**Working data**
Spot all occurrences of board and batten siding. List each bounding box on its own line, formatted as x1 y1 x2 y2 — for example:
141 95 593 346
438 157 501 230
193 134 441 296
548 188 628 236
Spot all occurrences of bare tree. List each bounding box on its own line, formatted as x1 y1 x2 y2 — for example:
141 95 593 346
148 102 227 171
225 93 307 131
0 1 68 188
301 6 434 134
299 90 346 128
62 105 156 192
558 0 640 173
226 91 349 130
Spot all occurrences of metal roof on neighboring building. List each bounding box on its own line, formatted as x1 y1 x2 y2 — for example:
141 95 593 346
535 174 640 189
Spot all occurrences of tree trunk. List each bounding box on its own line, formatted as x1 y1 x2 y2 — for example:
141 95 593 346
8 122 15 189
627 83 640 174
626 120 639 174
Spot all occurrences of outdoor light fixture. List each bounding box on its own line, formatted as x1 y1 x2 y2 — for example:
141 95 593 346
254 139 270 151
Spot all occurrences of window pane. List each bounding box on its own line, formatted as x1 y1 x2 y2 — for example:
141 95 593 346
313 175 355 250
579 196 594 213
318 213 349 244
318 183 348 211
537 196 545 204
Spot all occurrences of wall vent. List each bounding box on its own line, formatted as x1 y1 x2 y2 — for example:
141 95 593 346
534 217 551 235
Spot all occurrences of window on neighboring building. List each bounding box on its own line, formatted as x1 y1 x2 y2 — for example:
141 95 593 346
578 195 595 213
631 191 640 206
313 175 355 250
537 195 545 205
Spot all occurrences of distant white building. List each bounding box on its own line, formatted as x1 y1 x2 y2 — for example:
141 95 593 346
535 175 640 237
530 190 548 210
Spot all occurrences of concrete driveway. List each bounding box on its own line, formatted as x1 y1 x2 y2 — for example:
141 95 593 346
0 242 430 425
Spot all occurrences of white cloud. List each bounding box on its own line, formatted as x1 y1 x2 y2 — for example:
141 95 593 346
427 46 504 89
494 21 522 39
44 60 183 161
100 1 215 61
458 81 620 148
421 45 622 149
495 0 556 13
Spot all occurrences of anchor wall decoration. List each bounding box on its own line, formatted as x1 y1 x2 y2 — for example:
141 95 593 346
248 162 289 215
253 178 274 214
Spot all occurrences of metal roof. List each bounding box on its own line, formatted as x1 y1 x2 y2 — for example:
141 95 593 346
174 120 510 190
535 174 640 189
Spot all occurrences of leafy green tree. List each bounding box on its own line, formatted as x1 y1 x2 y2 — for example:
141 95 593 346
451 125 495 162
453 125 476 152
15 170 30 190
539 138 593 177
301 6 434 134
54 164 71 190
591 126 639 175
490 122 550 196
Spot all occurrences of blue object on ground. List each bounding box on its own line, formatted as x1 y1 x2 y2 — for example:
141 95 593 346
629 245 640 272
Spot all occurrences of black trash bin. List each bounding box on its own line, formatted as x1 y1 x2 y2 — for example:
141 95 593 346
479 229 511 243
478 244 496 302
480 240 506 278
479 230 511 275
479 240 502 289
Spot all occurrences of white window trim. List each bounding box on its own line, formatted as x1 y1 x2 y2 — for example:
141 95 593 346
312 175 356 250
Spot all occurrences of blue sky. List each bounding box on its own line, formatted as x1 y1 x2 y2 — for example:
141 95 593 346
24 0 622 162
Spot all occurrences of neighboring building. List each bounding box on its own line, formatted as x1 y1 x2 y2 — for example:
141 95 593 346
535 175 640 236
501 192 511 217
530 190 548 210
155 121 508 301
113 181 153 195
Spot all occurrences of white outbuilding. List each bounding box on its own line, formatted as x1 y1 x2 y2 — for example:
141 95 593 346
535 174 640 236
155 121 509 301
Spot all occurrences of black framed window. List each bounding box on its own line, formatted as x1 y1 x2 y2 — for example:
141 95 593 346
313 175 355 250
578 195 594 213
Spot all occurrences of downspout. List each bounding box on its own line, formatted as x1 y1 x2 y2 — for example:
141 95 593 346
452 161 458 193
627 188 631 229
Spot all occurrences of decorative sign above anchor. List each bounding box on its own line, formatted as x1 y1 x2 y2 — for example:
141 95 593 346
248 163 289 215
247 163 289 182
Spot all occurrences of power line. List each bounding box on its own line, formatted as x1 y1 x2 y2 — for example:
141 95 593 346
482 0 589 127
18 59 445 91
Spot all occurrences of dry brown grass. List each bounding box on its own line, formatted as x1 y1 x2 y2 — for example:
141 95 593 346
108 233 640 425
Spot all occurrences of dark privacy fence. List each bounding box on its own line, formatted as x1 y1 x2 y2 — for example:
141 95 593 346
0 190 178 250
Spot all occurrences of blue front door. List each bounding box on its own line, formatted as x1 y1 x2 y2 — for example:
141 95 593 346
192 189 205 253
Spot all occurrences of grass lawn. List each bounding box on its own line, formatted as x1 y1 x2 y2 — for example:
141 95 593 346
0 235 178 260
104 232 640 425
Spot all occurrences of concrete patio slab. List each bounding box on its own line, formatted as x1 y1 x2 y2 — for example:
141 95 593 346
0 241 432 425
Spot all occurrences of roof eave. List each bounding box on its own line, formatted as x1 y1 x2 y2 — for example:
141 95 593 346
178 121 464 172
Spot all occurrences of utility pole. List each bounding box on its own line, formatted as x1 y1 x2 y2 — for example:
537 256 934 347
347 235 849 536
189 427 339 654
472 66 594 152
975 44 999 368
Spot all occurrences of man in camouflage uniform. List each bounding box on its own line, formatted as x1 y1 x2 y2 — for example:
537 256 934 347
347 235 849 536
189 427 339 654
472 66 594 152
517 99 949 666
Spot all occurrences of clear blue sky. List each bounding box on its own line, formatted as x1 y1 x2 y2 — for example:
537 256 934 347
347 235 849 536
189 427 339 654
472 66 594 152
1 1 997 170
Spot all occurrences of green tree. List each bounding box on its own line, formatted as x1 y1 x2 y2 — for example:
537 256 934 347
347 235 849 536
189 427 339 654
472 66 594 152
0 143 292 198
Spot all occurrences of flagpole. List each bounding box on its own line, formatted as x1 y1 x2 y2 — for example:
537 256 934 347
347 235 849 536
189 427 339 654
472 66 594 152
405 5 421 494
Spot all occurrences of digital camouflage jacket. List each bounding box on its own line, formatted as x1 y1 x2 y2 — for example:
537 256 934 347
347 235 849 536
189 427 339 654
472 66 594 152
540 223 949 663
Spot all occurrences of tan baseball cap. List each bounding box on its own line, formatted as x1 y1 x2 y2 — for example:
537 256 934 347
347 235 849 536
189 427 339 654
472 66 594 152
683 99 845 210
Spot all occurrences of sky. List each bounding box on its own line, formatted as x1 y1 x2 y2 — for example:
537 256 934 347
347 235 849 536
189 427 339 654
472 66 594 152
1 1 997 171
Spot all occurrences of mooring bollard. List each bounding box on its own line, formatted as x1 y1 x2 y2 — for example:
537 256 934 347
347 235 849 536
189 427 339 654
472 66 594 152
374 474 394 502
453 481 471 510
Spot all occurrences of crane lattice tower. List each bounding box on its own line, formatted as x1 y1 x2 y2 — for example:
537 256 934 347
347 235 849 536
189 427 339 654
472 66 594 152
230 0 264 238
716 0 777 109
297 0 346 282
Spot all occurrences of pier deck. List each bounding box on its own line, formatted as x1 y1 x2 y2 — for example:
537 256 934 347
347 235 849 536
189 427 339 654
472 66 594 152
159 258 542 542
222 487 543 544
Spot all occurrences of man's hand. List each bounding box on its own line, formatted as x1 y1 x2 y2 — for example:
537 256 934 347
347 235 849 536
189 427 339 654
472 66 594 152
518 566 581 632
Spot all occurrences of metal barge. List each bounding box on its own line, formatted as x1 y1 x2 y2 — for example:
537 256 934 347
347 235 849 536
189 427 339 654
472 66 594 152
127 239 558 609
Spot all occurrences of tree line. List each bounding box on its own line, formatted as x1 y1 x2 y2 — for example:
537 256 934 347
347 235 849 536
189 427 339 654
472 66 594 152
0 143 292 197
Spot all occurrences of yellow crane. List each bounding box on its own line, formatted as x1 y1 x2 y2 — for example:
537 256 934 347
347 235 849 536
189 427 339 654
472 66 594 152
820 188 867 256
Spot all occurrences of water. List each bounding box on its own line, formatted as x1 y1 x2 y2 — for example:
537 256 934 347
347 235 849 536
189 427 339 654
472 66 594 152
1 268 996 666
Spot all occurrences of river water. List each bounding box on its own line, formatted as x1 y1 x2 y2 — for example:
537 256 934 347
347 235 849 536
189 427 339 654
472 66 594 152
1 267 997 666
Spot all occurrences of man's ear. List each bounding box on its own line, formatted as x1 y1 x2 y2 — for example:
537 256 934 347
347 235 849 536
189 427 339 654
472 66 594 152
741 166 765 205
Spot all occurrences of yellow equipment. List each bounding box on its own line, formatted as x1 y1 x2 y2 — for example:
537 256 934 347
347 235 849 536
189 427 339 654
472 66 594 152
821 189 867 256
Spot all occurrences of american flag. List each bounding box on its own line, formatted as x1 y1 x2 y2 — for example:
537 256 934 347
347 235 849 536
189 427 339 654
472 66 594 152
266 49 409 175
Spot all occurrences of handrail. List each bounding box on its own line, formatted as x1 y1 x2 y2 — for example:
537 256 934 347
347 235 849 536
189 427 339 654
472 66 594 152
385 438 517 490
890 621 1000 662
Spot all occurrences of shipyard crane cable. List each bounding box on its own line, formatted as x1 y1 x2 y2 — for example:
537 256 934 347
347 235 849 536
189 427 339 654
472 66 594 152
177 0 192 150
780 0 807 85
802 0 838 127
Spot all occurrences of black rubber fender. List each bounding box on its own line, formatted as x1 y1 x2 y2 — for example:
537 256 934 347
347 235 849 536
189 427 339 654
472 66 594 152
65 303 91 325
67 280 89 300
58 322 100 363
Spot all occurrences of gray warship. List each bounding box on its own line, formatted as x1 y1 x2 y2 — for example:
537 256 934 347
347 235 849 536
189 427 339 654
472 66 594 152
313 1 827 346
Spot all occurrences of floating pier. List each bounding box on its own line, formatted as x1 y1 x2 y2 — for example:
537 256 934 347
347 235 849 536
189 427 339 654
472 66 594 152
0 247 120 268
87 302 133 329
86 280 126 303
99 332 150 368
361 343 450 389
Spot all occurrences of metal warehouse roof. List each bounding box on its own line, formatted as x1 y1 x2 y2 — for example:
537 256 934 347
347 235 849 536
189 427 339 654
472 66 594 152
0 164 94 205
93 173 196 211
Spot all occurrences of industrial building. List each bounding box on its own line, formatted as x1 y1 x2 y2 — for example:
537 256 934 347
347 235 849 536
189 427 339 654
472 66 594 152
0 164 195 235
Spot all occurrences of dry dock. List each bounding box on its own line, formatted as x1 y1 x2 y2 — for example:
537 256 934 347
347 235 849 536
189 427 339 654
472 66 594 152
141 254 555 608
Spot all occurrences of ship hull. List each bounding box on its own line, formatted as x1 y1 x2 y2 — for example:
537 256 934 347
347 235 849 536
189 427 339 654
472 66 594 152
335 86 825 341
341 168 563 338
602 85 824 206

**Your goal**
Could you restate word for word the lines above, from the one that contains "Spot all occurrences of metal roof." through the one that contains "Spot all occurrences of blue object", and no others?

**Response box**
Spot all occurrences of metal roof. List each bounding box on its own line, formatted as x1 y1 x2 y2 — for example:
141 95 593 346
174 120 510 190
535 174 640 189
Spot all occurrences of leafy green tree. List each bounding box on its own line, formatted as x1 y1 x2 y2 — for example:
141 95 593 346
451 125 495 162
453 125 476 152
15 170 30 190
539 138 593 177
301 6 434 134
54 164 71 190
591 126 639 175
490 122 550 196
Spot all occurrences of blue object on ground. List each bounding box on its own line, formatted as x1 y1 x2 y2 — for example:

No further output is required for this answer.